[Collection entries]

##############################

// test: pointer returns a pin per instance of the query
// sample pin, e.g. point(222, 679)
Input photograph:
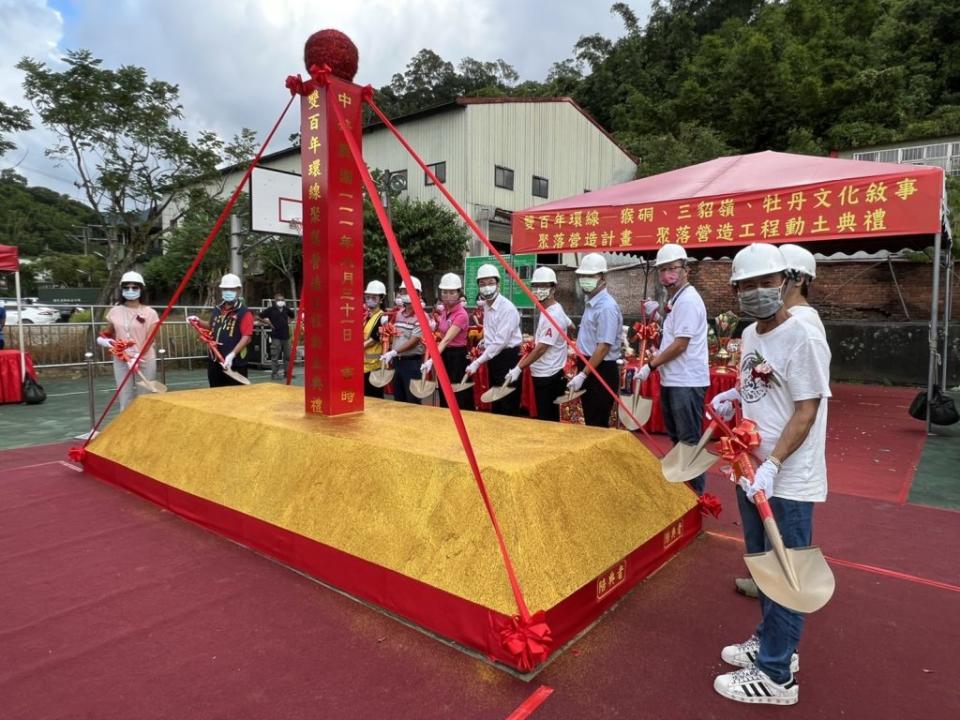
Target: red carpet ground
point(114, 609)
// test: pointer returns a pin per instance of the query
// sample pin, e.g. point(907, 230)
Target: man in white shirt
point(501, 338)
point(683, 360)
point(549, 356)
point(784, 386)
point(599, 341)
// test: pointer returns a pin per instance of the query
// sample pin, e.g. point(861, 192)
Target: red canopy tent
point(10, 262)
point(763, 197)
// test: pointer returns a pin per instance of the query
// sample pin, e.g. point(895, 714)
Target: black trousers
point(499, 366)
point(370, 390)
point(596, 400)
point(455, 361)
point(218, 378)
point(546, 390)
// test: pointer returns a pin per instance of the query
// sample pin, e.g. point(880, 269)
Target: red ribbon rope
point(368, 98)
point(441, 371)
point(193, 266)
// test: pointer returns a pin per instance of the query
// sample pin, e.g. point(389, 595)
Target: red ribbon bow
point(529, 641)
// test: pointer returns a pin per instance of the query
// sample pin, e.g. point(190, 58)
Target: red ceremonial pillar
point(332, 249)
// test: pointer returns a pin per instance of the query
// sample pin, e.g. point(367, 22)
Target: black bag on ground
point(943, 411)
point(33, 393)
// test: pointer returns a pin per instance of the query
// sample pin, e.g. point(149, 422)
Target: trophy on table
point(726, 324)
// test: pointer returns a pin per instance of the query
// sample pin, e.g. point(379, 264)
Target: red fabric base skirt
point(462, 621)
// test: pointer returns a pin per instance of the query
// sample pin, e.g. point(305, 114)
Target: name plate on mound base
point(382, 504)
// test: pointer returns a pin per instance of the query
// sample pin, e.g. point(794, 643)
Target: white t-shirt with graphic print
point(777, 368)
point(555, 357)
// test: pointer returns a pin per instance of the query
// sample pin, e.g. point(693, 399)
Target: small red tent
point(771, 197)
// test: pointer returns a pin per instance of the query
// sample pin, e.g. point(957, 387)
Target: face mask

##############################

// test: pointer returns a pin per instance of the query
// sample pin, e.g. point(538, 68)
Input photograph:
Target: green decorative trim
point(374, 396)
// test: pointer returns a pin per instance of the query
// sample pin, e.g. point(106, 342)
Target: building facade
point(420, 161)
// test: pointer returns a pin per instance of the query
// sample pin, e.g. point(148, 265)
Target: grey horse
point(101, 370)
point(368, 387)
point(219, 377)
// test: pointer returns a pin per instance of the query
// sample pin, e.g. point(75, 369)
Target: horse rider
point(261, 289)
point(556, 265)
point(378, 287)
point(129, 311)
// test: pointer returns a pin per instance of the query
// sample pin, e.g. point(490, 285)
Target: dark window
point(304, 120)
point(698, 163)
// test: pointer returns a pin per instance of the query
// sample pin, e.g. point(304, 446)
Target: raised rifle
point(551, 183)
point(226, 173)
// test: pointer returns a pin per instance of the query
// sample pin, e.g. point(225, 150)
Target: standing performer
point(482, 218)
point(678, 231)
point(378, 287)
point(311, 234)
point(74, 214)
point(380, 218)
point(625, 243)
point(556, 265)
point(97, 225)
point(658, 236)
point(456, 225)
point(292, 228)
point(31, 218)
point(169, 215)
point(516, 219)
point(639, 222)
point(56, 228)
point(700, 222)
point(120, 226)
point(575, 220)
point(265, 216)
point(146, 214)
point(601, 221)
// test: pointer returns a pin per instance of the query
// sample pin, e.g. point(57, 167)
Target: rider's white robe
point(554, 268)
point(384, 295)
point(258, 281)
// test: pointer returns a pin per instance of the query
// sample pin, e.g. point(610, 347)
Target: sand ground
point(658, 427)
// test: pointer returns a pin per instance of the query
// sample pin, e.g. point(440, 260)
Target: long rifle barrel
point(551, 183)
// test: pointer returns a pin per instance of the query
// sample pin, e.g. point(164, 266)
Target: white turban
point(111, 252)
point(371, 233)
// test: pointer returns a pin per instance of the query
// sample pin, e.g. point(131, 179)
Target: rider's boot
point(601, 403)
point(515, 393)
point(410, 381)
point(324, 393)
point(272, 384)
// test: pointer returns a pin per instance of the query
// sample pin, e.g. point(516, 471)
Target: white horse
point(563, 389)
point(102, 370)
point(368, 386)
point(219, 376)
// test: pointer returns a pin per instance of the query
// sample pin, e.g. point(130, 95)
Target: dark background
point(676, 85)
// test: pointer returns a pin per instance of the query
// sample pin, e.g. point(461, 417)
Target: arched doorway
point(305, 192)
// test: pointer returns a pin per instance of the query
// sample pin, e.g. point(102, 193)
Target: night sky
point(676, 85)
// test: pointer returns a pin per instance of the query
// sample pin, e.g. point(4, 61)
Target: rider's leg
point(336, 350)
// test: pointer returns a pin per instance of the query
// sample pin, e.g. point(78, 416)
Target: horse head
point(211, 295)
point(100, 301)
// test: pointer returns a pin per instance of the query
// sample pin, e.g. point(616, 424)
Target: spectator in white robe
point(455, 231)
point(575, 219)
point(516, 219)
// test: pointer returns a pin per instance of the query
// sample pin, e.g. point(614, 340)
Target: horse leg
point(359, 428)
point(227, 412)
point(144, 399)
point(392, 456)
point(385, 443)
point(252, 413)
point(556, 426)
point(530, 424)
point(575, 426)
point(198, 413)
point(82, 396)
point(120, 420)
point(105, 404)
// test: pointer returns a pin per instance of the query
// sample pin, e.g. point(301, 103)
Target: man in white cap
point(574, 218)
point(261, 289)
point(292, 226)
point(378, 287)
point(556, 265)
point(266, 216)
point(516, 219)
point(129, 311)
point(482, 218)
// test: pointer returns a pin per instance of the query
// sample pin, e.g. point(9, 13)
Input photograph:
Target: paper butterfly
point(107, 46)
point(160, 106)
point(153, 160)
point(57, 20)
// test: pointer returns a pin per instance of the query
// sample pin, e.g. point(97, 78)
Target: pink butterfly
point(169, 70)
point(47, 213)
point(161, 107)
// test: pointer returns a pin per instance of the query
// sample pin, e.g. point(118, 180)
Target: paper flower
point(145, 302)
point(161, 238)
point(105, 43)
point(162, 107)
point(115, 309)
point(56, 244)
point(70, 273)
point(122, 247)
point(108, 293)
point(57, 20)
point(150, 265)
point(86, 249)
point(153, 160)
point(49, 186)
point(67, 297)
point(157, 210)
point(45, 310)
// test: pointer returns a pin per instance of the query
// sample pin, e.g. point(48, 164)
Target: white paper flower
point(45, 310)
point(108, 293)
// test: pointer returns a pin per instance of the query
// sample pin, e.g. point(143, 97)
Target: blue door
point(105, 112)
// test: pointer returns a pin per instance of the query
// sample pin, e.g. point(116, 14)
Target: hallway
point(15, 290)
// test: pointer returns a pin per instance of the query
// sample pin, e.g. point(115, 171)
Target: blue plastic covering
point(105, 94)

##############################

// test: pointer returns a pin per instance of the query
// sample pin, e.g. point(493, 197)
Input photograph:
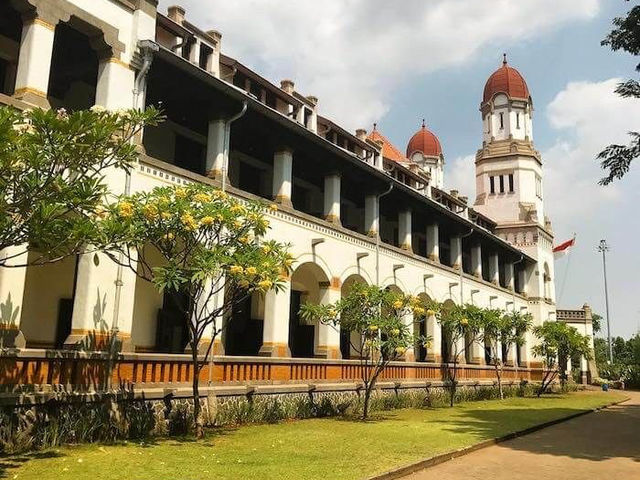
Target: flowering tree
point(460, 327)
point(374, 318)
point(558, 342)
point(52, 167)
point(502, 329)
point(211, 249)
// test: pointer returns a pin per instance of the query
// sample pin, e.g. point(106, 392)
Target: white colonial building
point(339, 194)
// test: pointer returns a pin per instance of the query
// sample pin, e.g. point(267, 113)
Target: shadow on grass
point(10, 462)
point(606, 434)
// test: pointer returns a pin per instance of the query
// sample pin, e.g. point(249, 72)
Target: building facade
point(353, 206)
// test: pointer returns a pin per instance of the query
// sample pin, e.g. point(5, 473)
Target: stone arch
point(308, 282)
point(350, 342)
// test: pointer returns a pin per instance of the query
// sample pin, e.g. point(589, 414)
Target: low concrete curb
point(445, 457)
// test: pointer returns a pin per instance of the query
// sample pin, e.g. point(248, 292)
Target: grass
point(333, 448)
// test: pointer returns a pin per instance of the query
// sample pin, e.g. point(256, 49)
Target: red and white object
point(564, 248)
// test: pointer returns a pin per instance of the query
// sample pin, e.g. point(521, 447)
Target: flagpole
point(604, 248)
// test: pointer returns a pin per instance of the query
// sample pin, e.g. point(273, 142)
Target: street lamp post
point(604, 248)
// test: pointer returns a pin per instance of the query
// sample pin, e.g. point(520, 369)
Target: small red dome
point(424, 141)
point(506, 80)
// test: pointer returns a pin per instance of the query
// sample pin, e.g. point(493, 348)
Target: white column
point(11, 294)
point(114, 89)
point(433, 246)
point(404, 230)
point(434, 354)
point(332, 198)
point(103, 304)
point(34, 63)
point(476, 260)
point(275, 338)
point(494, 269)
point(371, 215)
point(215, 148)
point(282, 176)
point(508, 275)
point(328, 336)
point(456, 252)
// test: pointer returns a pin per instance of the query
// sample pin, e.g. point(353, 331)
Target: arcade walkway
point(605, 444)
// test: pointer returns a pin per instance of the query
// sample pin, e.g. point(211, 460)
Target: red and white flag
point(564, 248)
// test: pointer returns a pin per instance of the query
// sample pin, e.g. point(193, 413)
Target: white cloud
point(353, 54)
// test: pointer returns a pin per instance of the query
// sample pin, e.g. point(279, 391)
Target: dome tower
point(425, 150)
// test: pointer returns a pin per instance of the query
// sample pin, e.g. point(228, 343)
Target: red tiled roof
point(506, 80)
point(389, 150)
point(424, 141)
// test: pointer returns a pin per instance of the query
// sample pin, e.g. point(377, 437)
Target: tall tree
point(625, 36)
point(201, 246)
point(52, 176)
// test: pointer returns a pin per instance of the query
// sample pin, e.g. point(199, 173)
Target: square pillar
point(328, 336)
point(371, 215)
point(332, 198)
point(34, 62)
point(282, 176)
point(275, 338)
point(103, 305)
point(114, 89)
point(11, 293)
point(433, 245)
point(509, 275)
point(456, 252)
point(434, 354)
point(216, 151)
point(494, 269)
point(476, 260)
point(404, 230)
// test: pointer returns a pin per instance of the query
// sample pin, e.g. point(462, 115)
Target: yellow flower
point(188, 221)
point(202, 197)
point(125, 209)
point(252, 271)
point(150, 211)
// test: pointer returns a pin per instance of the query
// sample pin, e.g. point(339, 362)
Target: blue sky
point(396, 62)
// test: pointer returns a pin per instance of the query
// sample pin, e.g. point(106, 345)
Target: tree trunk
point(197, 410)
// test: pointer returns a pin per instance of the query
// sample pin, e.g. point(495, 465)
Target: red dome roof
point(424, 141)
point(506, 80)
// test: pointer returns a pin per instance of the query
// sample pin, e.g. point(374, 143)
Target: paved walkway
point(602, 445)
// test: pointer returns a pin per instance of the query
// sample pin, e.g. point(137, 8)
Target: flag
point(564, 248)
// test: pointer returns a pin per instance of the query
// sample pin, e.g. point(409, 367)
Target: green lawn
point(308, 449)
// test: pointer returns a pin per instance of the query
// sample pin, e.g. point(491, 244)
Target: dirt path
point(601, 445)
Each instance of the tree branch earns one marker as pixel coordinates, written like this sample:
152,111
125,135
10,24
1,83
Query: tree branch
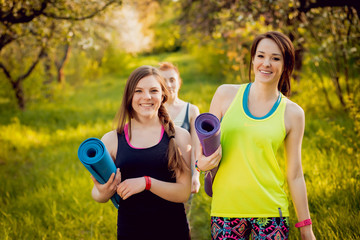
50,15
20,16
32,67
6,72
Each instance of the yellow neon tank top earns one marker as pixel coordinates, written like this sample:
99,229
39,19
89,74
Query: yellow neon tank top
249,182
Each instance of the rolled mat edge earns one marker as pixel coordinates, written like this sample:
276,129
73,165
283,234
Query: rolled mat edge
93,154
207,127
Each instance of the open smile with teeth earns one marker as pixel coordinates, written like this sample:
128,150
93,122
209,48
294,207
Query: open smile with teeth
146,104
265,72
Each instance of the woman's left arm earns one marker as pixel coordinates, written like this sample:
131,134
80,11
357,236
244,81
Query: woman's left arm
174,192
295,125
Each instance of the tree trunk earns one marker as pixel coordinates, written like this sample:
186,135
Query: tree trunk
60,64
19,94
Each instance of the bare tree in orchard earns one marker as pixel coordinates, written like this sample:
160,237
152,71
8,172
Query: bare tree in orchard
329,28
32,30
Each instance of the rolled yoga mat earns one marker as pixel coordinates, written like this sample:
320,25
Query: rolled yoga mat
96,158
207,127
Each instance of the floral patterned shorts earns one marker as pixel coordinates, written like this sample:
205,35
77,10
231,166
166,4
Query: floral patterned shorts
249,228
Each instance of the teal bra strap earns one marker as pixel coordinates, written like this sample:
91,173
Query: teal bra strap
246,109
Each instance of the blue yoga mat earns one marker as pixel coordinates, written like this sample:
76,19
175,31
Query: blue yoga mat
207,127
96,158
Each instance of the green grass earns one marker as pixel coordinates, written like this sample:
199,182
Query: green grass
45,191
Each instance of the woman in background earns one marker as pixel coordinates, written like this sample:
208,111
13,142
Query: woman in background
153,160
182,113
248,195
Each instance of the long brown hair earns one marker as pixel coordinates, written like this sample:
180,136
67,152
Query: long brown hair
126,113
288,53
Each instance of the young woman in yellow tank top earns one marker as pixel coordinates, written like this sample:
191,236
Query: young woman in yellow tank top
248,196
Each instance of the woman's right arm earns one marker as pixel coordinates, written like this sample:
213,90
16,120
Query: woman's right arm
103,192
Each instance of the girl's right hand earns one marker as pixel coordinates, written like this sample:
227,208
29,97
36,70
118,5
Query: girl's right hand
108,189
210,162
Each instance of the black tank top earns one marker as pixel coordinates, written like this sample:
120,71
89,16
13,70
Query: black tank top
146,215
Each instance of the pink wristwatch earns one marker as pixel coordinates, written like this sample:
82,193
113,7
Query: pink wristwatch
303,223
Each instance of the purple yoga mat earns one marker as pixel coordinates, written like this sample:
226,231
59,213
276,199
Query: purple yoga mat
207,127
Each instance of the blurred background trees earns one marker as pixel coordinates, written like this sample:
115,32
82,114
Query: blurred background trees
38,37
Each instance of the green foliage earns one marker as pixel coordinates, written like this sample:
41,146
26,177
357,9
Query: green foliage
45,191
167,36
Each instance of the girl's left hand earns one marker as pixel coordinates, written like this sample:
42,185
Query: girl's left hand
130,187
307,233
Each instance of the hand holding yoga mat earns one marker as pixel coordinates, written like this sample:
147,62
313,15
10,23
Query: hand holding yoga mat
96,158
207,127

##############################

**TASK OBJECTIVE:** Please reproduce, exactly as they appear above, the lines from the line containing "Each instance of the floral" up to and including the line containing "Each instance of the green grass".

**WRITTEN SOLUTION:**
Each instance of the floral patterned shorts earns one marker as pixel coordinates, written like this sample:
205,35
77,10
231,166
166,4
Query: floral patterned shorts
249,228
Each instance of the teal bra strap earns one marker as pixel coordinates, written like this sample:
91,173
Query: teal bra strap
246,109
Each instance of the blue yoga mat earns one marker as pixel coordinates, written like this sample:
76,19
175,31
Query: blue yoga mat
207,127
96,158
Each instance of the green grass earns one marker as pixel coordinates, written like this sample:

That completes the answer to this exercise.